» Directive:
Reproduce word for word the rows below, starting at the line that contains "Target: wooden stake" and continuing through the final line of the rows, including both of those lines.

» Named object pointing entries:
* * *

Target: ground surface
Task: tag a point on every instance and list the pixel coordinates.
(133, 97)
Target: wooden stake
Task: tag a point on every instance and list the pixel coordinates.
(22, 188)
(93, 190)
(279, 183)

* * *

» Task response:
Target: wooden stake
Task: tag a point on every instance and list the pixel coordinates.
(22, 188)
(93, 190)
(279, 183)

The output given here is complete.